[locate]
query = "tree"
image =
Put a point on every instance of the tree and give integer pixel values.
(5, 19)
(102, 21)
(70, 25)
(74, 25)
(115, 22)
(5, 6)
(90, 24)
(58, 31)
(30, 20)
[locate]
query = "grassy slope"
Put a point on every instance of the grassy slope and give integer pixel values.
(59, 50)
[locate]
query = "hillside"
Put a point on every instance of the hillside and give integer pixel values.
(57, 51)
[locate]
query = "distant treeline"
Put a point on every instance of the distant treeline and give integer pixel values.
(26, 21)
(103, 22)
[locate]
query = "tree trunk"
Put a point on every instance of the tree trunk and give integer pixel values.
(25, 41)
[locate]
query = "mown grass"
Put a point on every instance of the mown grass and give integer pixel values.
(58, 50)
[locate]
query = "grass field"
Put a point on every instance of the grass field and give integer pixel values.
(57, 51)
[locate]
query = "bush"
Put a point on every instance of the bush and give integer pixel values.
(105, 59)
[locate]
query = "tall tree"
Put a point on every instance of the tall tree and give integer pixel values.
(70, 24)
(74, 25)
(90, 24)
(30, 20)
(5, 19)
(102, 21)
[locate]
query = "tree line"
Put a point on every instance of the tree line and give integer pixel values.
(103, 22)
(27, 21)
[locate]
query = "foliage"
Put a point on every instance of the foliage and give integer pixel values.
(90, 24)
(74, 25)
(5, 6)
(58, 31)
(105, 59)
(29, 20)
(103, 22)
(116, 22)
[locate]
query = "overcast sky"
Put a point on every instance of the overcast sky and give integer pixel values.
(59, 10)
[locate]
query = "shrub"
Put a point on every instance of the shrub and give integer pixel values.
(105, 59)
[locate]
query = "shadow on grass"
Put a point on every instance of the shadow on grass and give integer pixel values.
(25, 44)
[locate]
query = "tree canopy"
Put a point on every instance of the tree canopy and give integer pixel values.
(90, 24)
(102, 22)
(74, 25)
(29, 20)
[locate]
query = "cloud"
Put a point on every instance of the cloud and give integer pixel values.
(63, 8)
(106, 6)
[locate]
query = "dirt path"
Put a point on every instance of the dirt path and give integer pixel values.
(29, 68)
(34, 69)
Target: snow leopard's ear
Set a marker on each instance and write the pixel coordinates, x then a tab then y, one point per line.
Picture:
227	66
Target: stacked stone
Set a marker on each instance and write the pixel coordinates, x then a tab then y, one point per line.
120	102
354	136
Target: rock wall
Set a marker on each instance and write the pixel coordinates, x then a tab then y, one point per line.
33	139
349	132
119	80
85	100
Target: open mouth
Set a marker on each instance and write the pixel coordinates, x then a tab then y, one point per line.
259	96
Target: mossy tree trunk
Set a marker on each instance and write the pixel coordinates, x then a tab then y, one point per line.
============
## What needs to be done
Once more, set down the full listing, verbatim.

## Problem solution
[locate]
query = "tree"
image =
Put a point on every instance of the tree and give integer pixel values.
(5, 19)
(102, 21)
(70, 25)
(74, 25)
(115, 22)
(5, 6)
(90, 24)
(58, 31)
(30, 20)
[locate]
query = "grassy slope"
Put a point on every instance of the grassy slope and give integer pixel values.
(59, 50)
[locate]
query = "hillside"
Put a point on every instance of the hillside and give integer pixel values.
(57, 51)
[locate]
query = "distant treeline"
Put a point on every instance of the distant treeline and give integer pixel values.
(26, 21)
(103, 22)
[locate]
query = "tree trunk"
Put a point on every instance of the tree trunk and give integer pixel values.
(25, 41)
[locate]
query = "mown grass"
Put a point on every instance of the mown grass and give integer pixel values.
(58, 50)
[locate]
query = "grass field"
Put a point on every instance of the grass field and give integer pixel values.
(57, 51)
[locate]
query = "bush"
Put a point on every instance of the bush and give integer pixel values.
(105, 59)
[locate]
query = "tall tree"
Put a point on every instance of the tall tree and give integer pixel values.
(70, 24)
(74, 25)
(90, 24)
(30, 20)
(5, 19)
(102, 21)
[locate]
query = "tree line"
Put a point on every instance of the tree line and give integer pixel values.
(103, 22)
(27, 21)
[locate]
query = "foliage"
Put a point on every instance of the foliage and give integer pixel values.
(90, 24)
(74, 25)
(5, 6)
(58, 31)
(105, 59)
(29, 20)
(103, 22)
(116, 22)
[locate]
query = "overcast sky"
Put a point on every instance of the overcast sky and give integer pixel values.
(59, 10)
[locate]
query = "shrub"
Put a point on every instance of the shrub and give integer pixel values.
(105, 59)
[locate]
query = "shadow on grass"
Put a point on every instance of the shadow on grass and give integer pixel values.
(25, 44)
[locate]
query = "tree canopy"
Put a point on every instance of the tree canopy and give integer pixel values.
(90, 24)
(102, 22)
(74, 25)
(29, 20)
[locate]
query = "cloud"
Put a point on every instance of the cloud and give integer pixel values.
(63, 8)
(106, 6)
[locate]
query = "dirt path"
Put a point on every instance of the dirt path and give integer pixel values.
(29, 68)
(34, 69)
Target: snow leopard's ear
Set a marker on each instance and write the pixel coordinates, x then a tab then y, one point per line.
Picture:
227	66
Target: stacked stone
Set a marker on each instance and write the pixel coordinates, x then a tab then y, one point per line.
120	102
354	136
Target: rock wall
Set a marker on each instance and write the pixel coordinates, x then a tab then y, one point per line.
33	139
349	132
119	80
85	100
Target: open mouth
Set a marker on each instance and write the pixel coordinates, x then a tab then y, one point per line.
259	96
Target: mossy tree trunk
Set a marker on each instance and write the pixel coordinates, x then a tab then y, one point per line.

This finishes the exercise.